**Problem description**.
In your copy, leave out the pictures; write out all the data exactly.
─── Data excerpts
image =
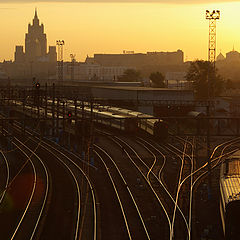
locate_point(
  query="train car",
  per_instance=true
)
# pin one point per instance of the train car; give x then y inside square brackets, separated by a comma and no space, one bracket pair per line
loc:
[230,196]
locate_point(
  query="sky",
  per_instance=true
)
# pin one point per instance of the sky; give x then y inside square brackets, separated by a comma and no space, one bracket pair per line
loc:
[110,26]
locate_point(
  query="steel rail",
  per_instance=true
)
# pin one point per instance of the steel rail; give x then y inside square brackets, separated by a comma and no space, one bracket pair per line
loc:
[7,178]
[148,182]
[130,193]
[117,194]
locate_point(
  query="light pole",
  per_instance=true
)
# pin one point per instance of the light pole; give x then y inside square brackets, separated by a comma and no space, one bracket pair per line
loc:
[212,17]
[60,44]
──────
**Written answer**.
image =
locate_point(
  query="train car",
  per_instance=true
)
# pin one point per instance of the train car; give x then y inside square brackets, separated by a comma and no space, one bracket pair per line
loc:
[230,196]
locate_point(
  query="sky",
  per_instance=true
)
# pin one point per instance of the sky; give x then y inside square brackets, separated by a comma and no space, one bracket pair per line
loc:
[110,26]
locate_point(
  query="steel rail",
  per_instance=true
)
# pin one point per instance of the steel rail; give x then y inside square brackets, separated by a comma and no space, one bracket pair per line
loc:
[7,178]
[148,182]
[130,193]
[117,194]
locate_point(
  query="light pole",
  per_instance=true
)
# pin one point per instance of the light pole; give x then y inside square brackets, separated by a comma and no space, one bracket pair per line
loc:
[212,17]
[60,44]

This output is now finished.